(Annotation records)
** start **

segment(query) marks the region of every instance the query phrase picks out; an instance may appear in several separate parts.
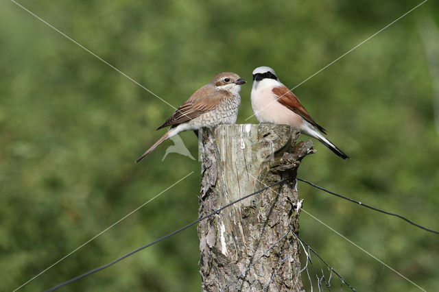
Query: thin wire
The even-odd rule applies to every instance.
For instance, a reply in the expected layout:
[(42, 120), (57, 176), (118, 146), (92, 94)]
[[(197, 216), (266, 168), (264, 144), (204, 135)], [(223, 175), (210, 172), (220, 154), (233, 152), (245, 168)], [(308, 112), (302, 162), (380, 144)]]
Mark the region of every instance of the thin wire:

** end **

DIRECTIONS FOR THIS TASK: Rewrite the material with "thin wire" swapped for "thin cable" at every occurrence, leaving everything else untouched. Omit the pictures from your answer.

SOLUTION TO THE EXERCISE:
segment(query) marks the region of every instance the query phrase picks out; an instance may appear in several separate parts.
Query: thin cable
The even-odd rule applies to every instance.
For instance, a reply in the expected layout:
[(42, 120), (57, 176), (118, 146), (92, 94)]
[[(197, 216), (266, 168), (264, 144), (204, 135)], [(223, 175), (210, 172), (220, 154), (233, 152), (245, 168)], [(308, 112), (302, 162), (380, 144)]]
Mark the region of every instance of the thin cable:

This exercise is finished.